**TASK DETAILS**
Every entry is to be returned as it stands, apart from the pictures.

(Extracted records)
/---

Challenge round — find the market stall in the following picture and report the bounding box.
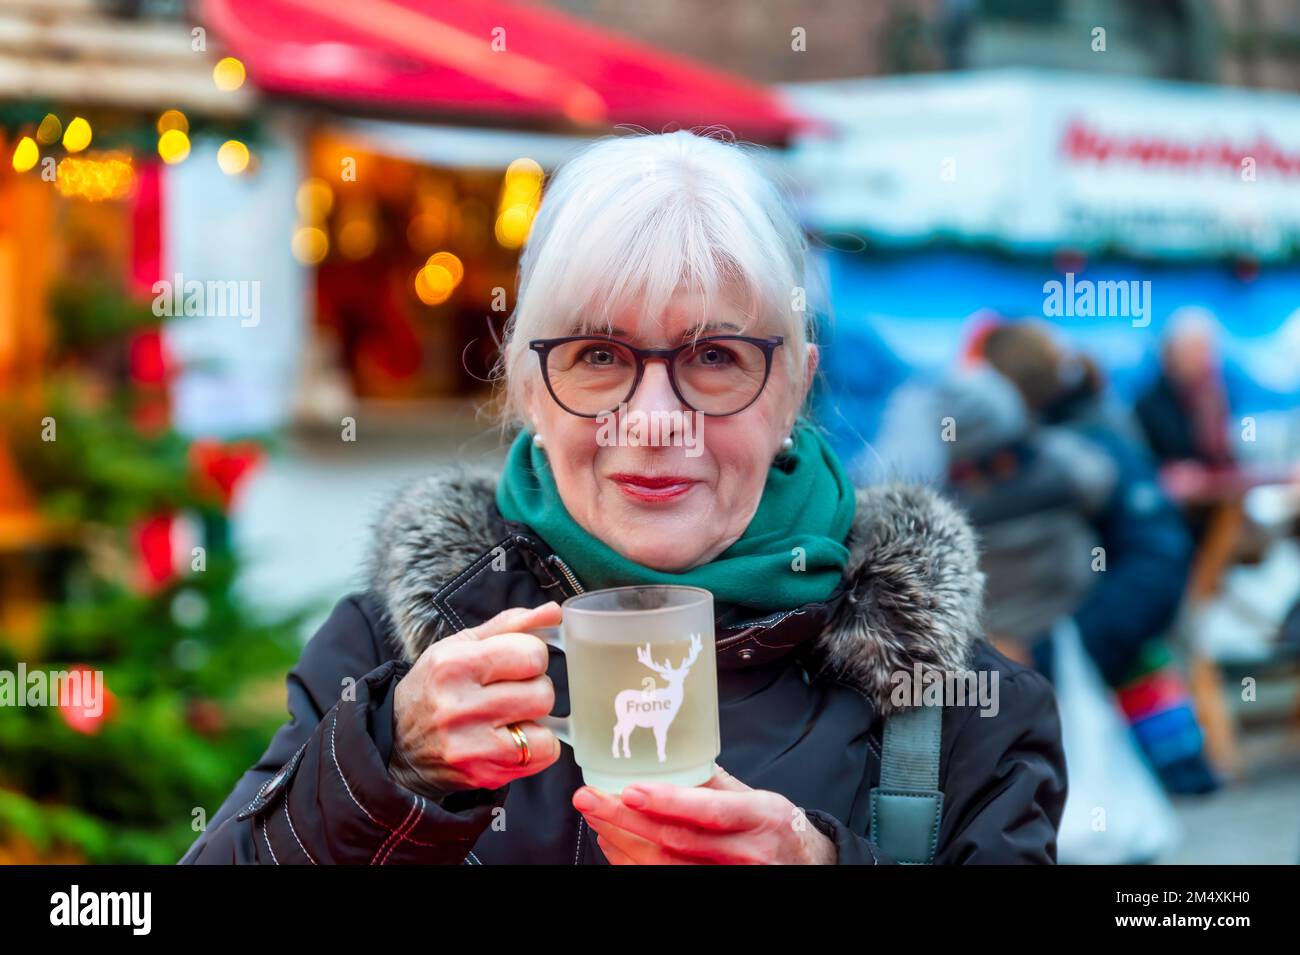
[194,0,808,429]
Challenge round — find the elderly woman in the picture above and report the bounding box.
[181,131,1066,865]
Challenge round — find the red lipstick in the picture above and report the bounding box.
[608,473,699,504]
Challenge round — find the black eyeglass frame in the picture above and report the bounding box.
[528,334,785,418]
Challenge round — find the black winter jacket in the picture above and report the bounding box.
[180,471,1067,865]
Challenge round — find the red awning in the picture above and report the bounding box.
[198,0,810,144]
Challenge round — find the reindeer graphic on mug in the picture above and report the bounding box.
[611,633,703,762]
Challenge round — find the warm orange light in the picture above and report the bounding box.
[158,129,191,164]
[495,158,543,249]
[213,57,246,92]
[296,178,334,222]
[217,140,250,175]
[12,137,38,173]
[495,205,534,249]
[426,252,464,286]
[415,265,455,305]
[54,154,135,201]
[505,157,543,185]
[157,109,189,134]
[292,226,329,265]
[62,117,92,153]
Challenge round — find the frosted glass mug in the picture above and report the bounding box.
[530,585,720,794]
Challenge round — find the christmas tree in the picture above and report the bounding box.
[0,270,306,864]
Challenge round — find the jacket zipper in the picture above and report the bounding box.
[547,552,586,863]
[548,553,585,596]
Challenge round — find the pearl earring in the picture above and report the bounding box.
[532,432,545,449]
[781,435,794,453]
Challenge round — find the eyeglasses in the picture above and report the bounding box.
[528,334,784,418]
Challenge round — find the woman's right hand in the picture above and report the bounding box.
[390,601,564,794]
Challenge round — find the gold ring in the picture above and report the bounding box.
[506,723,530,766]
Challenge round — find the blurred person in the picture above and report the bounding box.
[982,322,1215,795]
[1134,308,1264,549]
[981,320,1192,684]
[1135,308,1235,469]
[181,131,1066,865]
[937,367,1116,660]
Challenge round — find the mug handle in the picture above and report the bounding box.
[528,625,572,747]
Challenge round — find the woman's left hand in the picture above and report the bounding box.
[572,765,837,865]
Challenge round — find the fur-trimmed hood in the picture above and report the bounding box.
[367,468,984,716]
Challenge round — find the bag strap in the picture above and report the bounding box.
[869,704,945,864]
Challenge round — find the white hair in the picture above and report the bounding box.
[1165,306,1221,346]
[497,129,819,425]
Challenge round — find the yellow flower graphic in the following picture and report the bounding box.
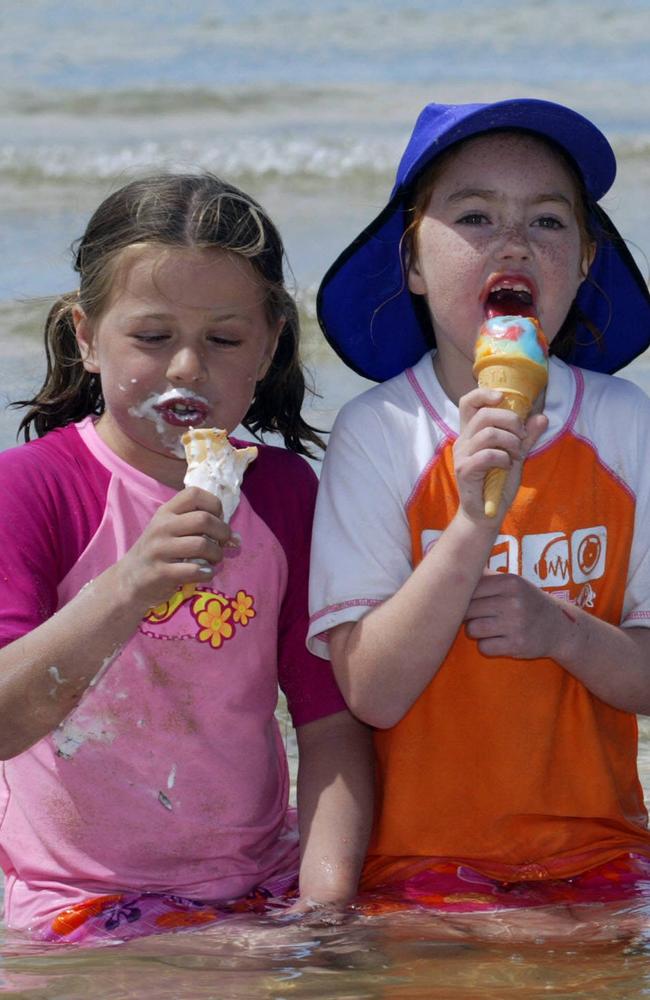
[196,597,234,648]
[145,583,203,623]
[231,590,256,626]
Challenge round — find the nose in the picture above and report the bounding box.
[495,223,530,261]
[166,346,207,385]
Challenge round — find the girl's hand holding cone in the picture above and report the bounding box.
[472,316,549,517]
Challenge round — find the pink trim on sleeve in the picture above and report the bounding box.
[309,598,383,627]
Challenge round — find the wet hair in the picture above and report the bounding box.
[14,173,324,456]
[402,129,603,359]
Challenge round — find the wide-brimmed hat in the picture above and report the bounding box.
[318,98,650,381]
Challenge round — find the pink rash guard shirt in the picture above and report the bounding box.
[0,417,345,934]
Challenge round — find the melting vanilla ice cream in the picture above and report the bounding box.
[182,427,258,522]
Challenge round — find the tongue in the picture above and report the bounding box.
[485,289,533,319]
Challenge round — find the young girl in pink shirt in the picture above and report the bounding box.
[0,173,372,943]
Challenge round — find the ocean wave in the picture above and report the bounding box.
[2,129,649,187]
[0,134,404,184]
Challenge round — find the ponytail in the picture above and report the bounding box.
[12,293,103,441]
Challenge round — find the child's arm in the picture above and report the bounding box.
[328,387,546,728]
[0,487,232,759]
[465,572,650,714]
[295,709,374,907]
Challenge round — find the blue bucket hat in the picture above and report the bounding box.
[317,98,650,381]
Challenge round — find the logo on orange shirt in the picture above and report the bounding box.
[421,525,607,604]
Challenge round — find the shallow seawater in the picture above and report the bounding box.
[1,714,650,999]
[1,905,650,999]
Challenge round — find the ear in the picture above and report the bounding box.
[72,305,100,373]
[407,253,427,296]
[581,240,597,279]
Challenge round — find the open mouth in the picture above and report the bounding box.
[483,277,536,319]
[154,399,210,427]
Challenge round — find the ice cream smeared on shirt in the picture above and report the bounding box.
[182,427,258,522]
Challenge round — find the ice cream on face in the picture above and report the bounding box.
[129,388,211,459]
[182,427,258,522]
[473,316,549,517]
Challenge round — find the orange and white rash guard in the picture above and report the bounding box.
[308,354,650,881]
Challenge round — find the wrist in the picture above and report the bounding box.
[550,599,585,667]
[93,562,155,624]
[451,505,502,551]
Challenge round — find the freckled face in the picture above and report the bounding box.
[74,247,281,486]
[407,133,592,399]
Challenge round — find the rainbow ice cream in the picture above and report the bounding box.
[182,427,257,523]
[473,316,549,517]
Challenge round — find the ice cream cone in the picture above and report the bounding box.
[472,317,549,518]
[182,427,257,523]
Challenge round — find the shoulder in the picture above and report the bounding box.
[239,440,319,545]
[574,365,650,431]
[0,423,105,486]
[242,439,318,498]
[330,369,418,448]
[337,367,414,419]
[570,365,650,487]
[1,422,110,490]
[0,423,110,569]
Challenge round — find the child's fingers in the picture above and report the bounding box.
[170,508,232,546]
[454,420,524,488]
[466,406,526,442]
[117,496,240,608]
[464,423,524,463]
[166,485,225,518]
[458,387,519,427]
[522,412,548,454]
[464,572,557,659]
[162,533,228,566]
[459,387,533,436]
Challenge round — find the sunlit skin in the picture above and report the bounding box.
[73,246,281,489]
[407,132,594,405]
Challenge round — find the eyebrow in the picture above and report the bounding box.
[447,187,574,208]
[127,310,247,322]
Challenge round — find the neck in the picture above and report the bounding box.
[94,413,187,489]
[431,350,477,405]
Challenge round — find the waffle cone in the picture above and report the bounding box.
[475,357,548,517]
[181,427,228,466]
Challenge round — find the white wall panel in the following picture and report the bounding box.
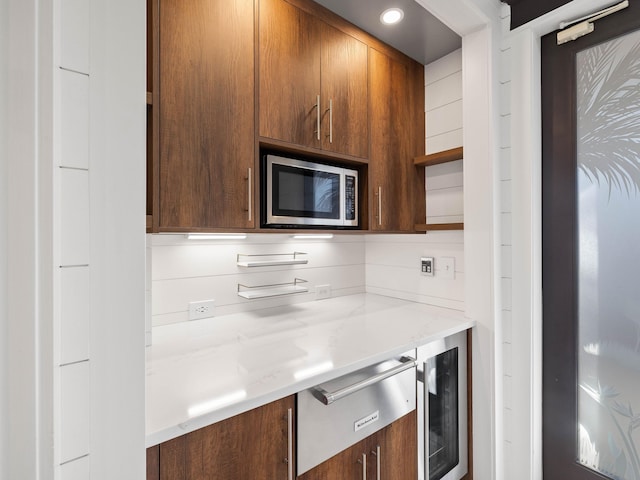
[426,130,464,154]
[424,160,463,190]
[426,187,464,220]
[426,71,462,111]
[425,49,463,85]
[60,0,90,74]
[59,361,90,463]
[60,455,90,480]
[426,100,463,137]
[60,70,89,169]
[60,168,89,266]
[59,266,90,365]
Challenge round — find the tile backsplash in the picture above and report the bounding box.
[149,232,464,328]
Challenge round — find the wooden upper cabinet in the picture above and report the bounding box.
[259,0,368,159]
[155,0,255,231]
[368,47,425,232]
[320,22,368,159]
[158,396,295,480]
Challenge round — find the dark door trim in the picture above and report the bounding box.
[541,3,640,479]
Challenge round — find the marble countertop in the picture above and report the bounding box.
[146,293,474,447]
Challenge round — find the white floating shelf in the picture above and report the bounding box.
[237,252,308,268]
[237,285,309,299]
[237,278,309,300]
[237,259,308,268]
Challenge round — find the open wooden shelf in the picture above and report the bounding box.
[415,222,464,232]
[414,147,463,167]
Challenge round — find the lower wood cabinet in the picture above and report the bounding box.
[147,395,295,480]
[298,410,417,480]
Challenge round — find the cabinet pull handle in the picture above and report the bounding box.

\---

**RESPONSE TO THE EXERCISE**
Challenge round — find the market stall in the following picture and report the bounding box.
[194,0,808,429]
Challenge round — find the elderly woman in the picture above and report the bounding box.
[181,131,1066,865]
Challenge round — find the red lipstick in the picture above and report the bounding box.
[608,473,699,504]
Challenge round — find the black eyeglass frame in the picture above and report the bounding box.
[528,334,785,418]
Challenge round — find the black winter jacket in the picture above and report the bounding box.
[180,471,1067,865]
Challenge round — find the red awning in the picture above and report the bounding box.
[198,0,810,144]
Challenge round — find the reindeer graphic on mug in the picture above and report the bounding box.
[611,633,703,762]
Challenge round — find the warm orange light in the picture above and report the bounding box.
[158,129,191,164]
[495,158,543,249]
[213,57,246,92]
[296,178,334,222]
[217,140,250,175]
[12,137,38,173]
[495,205,534,249]
[426,252,464,286]
[415,265,455,305]
[54,154,135,201]
[505,157,543,185]
[157,109,189,134]
[292,226,329,265]
[62,117,92,153]
Challenge round — find the frosted glass mug in the picture above and report the bounding box.
[530,585,720,794]
Challenge round — find the christmas tree in the picture above and report the bounding box.
[0,270,306,864]
Challenge round — find the jacket zipper in the picture above and report the bounding box.
[547,552,586,863]
[548,553,585,596]
Challenge round — find the pearl earring in the picture above and report the bounding box.
[532,432,545,449]
[781,435,794,453]
Challenge round — find the eyeglasses in the picture above and report the bounding box.
[528,334,784,418]
Challenge round — find the woman's right hand in the picture above and report the bounding box.
[390,601,564,794]
Challenge round — find the gold ring in the picture above and report the bounding box.
[506,723,530,766]
Challenge round — find the blurred person in the picture above and report the bounding box.
[982,322,1215,795]
[1134,308,1264,549]
[981,320,1192,684]
[1135,308,1235,469]
[181,131,1066,865]
[937,367,1116,660]
Challenge round — find the mug handle in the picture above and report the bounding box.
[528,625,572,747]
Challenge round — find the woman's left hand in the picture above and report the bounding box.
[572,765,837,865]
Challenge round — find the fur-trimmed hood in the picture above and report the bounding box.
[367,468,984,716]
Challenge round — find the bag strap in the picture above and report the bounding box.
[869,704,945,864]
Challenge round — find the white hair in the picture above and report the bounding box.
[1165,306,1221,346]
[497,129,819,425]
Challenge round — find the yellow flower graphic in the following picture and report the bounding box.
[196,597,234,648]
[145,583,203,623]
[231,590,256,626]
Challenge round — find the nose in the picture above and report the bounding box.
[495,223,530,261]
[166,346,207,385]
Challenge round — find the girl's hand holding cone in the picture above and report the bounding box.
[472,316,549,517]
Challenge round — find the pink trim on sleeve in the picture above and report the bounding box.
[309,598,383,627]
Challenge round — find the wet hair in the picture above and report the bounding box.
[14,173,324,456]
[402,129,603,359]
Challenge round — find the wide-brimmed hat in the picture above and report the bounding box.
[318,98,650,381]
Challenge round — find the pink rash guard shirt in the picture above and report the bounding box.
[0,417,345,934]
Challenge round — find the melting vanilla ice cream in the picture above and report the bounding box.
[182,427,258,522]
Challenge round — find the tongue in the picture above and report the bounding box.
[485,289,533,319]
Challenge round — find the young girl in pink shirt in the picture above and report the bounding box.
[0,173,372,943]
Challenge round — find the ocean wave in the picture above and report the bounding box.
[2,129,649,187]
[0,134,404,184]
Challenge round — find the ponytail in the picture above and report the bounding box.
[12,293,103,441]
Challenge round — find the child's arm in the picture above and report the bounding box.
[328,387,546,728]
[0,487,232,759]
[465,572,650,714]
[295,709,374,907]
Challenge round — find the blue bucket hat in the picture above and report the bounding box.
[317,98,650,381]
Challenge round — find the logo on orange shirt in the picture above and report the bounding box.
[421,525,607,604]
Challenge round — find the shallow seawater in the picture above and report the bounding box.
[1,714,650,999]
[1,905,650,999]
Challenge round — find the ear in the picture above and report the bounding box.
[72,305,100,373]
[407,253,427,296]
[581,240,597,279]
Challenge round — find the open mouth in the picture above and report the bounding box.
[483,277,536,319]
[154,399,210,427]
Challenge round — find the ice cream smeared on shirt in the picture above and report the bounding box.
[182,427,258,522]
Challenge round — find the ice cream on face in the picture above and report the bounding box.
[129,388,211,459]
[182,427,258,522]
[473,316,549,517]
Challenge round — find the orange and white rash guard in the picture above and report the bounding box.
[308,354,650,881]
Challenge round — find the wrist in the picture above and report the bounding box.
[550,599,585,667]
[93,562,155,624]
[451,505,502,551]
Challenge round — find the freckled face in the picture above and report the bounding box.
[74,247,281,486]
[407,133,592,399]
Challenge round — find the rainbow ice cream in the picture above and report the bounding box.
[182,427,257,523]
[473,316,549,517]
Challenge round — find the ice cream cone in the picture above and report the bounding box.
[472,317,549,518]
[182,427,257,523]
Challenge round — find the shoulder in the picture above and report the bounding box.
[239,440,319,545]
[574,365,650,431]
[0,423,105,486]
[242,439,318,498]
[330,369,418,448]
[337,367,414,419]
[570,365,650,487]
[1,422,110,490]
[0,423,110,569]
Challenge round — find the child's fingers in the picture above and report the bounding box.
[170,508,232,546]
[454,420,524,488]
[466,406,526,442]
[117,496,240,608]
[464,423,524,463]
[166,485,225,518]
[458,387,519,427]
[522,412,548,454]
[464,572,557,659]
[162,533,228,566]
[459,387,533,436]
Challenge round — find the sunlit skin in the picture above and report the bounding box.
[73,246,281,489]
[407,132,594,405]
Challenge round — find the eyebrow in the picture above and report the bounding box.
[447,187,574,208]
[127,310,247,322]
Challenge round — find the neck in the picture above and report the bounding box.
[94,413,187,489]
[431,350,477,405]
Challenge round — find the waffle cone in the picture above and report the bounding box.
[475,357,548,517]
[181,427,228,466]
Challenge round — find the white wall panel in the following picture and report the bounding box.
[426,130,464,154]
[424,160,463,190]
[426,187,464,220]
[426,71,462,111]
[425,49,463,85]
[60,0,90,74]
[59,361,90,463]
[60,455,90,480]
[426,100,463,137]
[60,70,89,169]
[60,168,89,266]
[59,266,90,365]
Challenge round — find the tile backsplash in the picture above and report the bounding box.
[149,232,464,328]
Challenge round — find the wooden upper cabinet in the picture above and report the bounding box.
[259,0,368,159]
[155,0,255,231]
[368,47,425,232]
[320,22,368,159]
[158,396,295,480]
Challenge round — find the dark door trim in the picture above and report the bounding box.
[541,3,640,479]
Challenge round — find the marble countertop in the picture above and report the bounding box.
[146,293,474,447]
Challenge round — find the white floating shelf in the picture above and report the bounding box.
[237,252,308,268]
[237,285,309,299]
[237,278,309,300]
[237,259,308,268]
Challenge round — find the open wooden shelf in the picture above and report the bounding box.
[415,222,464,232]
[414,147,463,167]
Challenge round — find the lower wood cabinet in the picture above and report the bounding box.
[147,395,295,480]
[298,410,417,480]
Challenge round — find the cabinet pull handle in the picture above and report the bounding box.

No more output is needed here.